EXTRAIT ::
_ _ _ _ _ _ _

L’autre élément, c’est la télé, depuis qu’elle retransmet toutes les épreuves importantes, la chaîne L’Équipe a démultiplié l’intérêt pour la petite boule, comme elle a été bénéfique pour le biathlon que porte Martin Fourcade. Si l’on ajoute le Mondial de pétanque qui s’est déroulé à Marseille en 2012, on comprend mieux la lame de fond sur laquelle a surfé ce sport qui compte 580 000 licenciés répartis dans près de 80 pays, dont plus de 300 000 en France !
Traduction de cette aura internationale, le développement de l’export : si la France reste sa tête de pont, la tournerie Monneret envoie ses cochonnets aux États-Unis, en Thaïlande, en Russie, au Japon ou encore en Malaisie. Pour Suzanne, la maman, cette accélération de l’histoire est tout bonnement stupéfiante : « Quand on a débuté avec mon mari, tous nos articles se vendaient sur place. La seule exportation que nous avions, ce n’était pas pour la pétanque, mais pour la lyonnaise et on vendait à un seul client italien. C’est un autre monde ! »
La petite boule qui monte
Un monde qui est tout sauf simple. Désormais activité très encadrée, la pétanque est régie par des normes très strictes, donc les cochonnets aussi : 30 millimètres de diamètre (dans les premières années, il pouvait osciller de 27 à 32 millimètres) et 10 grammes au minimum pour un cochonnet en buis (plus lourd qu’un bois classique).
C’est que, justement, si les cochonnets de concours sont obligatoirement en buis, il n’en a pas toujours été ainsi. La réglementation a joué au yoyo : l’article devait être en bois jusqu’en 1980, puis en buis jusqu’en 2000, puis de nouveau en bois, avant de revenir au buis depuis sept ans !
Autre contrainte, la course aux nouveautés : « Les fournisseurs passent commande et il faut aller présenter nos cochonnets. Au départ, ils étaient tous en bois naturel, puis avec des teintes azur. Ensuite, on est passé aux laques et aux fluos. Aujourd’hui, je sous-traite la peinture. Avant, les buts étaient plantés sur des clous et posés sur une planche pour être peints à la main sur place. Maintenant, tout se fait au pistolet. Notre sous-traitant installé à quelques kilomètres utilise des laques hydro sans solvant. C’est le début d’une prise en compte de l’environnement. »

_ _ _ _ _ _ _

ENREGISTREMENTS EXTRAITS ::
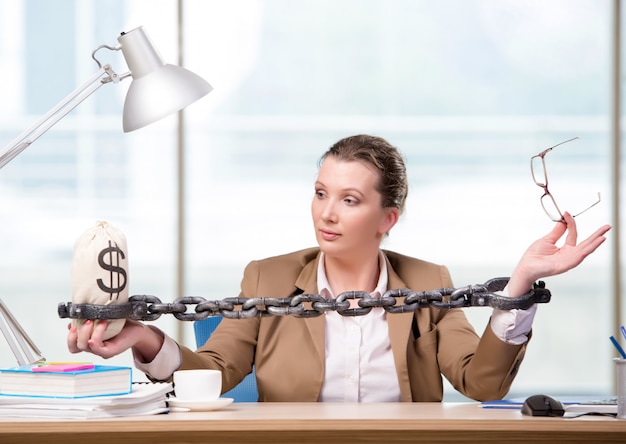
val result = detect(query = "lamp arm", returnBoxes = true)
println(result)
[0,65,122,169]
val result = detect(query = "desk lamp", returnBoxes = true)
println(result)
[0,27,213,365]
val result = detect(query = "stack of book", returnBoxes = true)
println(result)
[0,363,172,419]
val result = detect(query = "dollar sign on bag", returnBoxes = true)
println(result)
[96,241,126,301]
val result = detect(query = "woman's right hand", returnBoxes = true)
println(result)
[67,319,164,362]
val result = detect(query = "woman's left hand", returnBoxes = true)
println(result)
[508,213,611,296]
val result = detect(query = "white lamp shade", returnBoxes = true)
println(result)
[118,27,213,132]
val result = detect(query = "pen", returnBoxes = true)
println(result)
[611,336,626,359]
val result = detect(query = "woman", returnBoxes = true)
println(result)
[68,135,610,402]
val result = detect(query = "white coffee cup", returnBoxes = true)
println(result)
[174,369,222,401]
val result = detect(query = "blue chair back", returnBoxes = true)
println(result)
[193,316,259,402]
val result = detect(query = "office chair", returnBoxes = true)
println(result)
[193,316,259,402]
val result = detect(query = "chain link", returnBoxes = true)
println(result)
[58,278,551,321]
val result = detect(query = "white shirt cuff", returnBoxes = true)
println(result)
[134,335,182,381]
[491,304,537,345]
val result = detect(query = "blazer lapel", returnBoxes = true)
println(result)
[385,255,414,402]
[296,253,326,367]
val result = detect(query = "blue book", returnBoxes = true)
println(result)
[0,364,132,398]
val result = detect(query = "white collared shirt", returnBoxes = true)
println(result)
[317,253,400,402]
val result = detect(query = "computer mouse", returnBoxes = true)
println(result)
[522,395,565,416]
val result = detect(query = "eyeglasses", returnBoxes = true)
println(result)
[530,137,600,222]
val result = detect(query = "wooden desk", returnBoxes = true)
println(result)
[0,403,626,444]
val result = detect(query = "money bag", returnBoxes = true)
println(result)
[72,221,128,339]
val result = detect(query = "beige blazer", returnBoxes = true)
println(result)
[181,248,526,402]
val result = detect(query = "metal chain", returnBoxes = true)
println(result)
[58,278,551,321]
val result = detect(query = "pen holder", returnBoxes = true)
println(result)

_ _ _ _ _ _ _

CONSIGNES ::
• 1. Dressez la liste de tous les pays que l'extrait cite comme destinations d'exportation des cochonnets de la tournerie Monneret.
• 2. Recopiez tout ce qui va de « C’est que, justement, si » jusqu'à « depuis sept ans ! » dans l'extrait, en substituant « noyer » à « buis ».
• 3. Réécrivez sous forme de liste le paragraphe de l'extrait qui commence par « Un monde qui est tout sauf simple », en conservant ses faits essentiels.
Les enregistrements proviennent d'une source différente de celle de l'extrait.

CORRIGÉ PAR TÂCHE ::
• 1. États-Unis, Thaïlande, Russie, Japon, Malaisie.

• 2.
C’est que, justement, si les cochonnets de concours sont obligatoirement en noyer, il n’en a pas toujours été ainsi. La réglementation a joué au yoyo : l’article devait être en bois jusqu’en 1980, puis en noyer jusqu’en 2000, puis de nouveau en bois, avant de revenir au noyer depuis sept ans !

• 3.
- La pétanque est désormais une activité très encadrée, régie par des normes très strictes qui s'appliquent aussi aux cochonnets.
- Le diamètre d'un cochonnet est de 30 millimètres, alors qu'il pouvait osciller de 27 à 32 millimètres dans les premières années.
- Un cochonnet en buis, plus lourd qu'un bois classique, doit peser au minimum 10 grammes.